[Part of a data file]
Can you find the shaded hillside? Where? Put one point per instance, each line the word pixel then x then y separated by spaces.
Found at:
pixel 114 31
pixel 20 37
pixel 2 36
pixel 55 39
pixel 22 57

### GOAL:
Give back each line above precisely as it stands.

### RESPONSE TO THE TASK:
Can you find the shaded hillside? Where? Put one point per instance, each line the word pixel then x then y separated by spaces.
Found at:
pixel 114 31
pixel 20 37
pixel 2 36
pixel 55 39
pixel 22 57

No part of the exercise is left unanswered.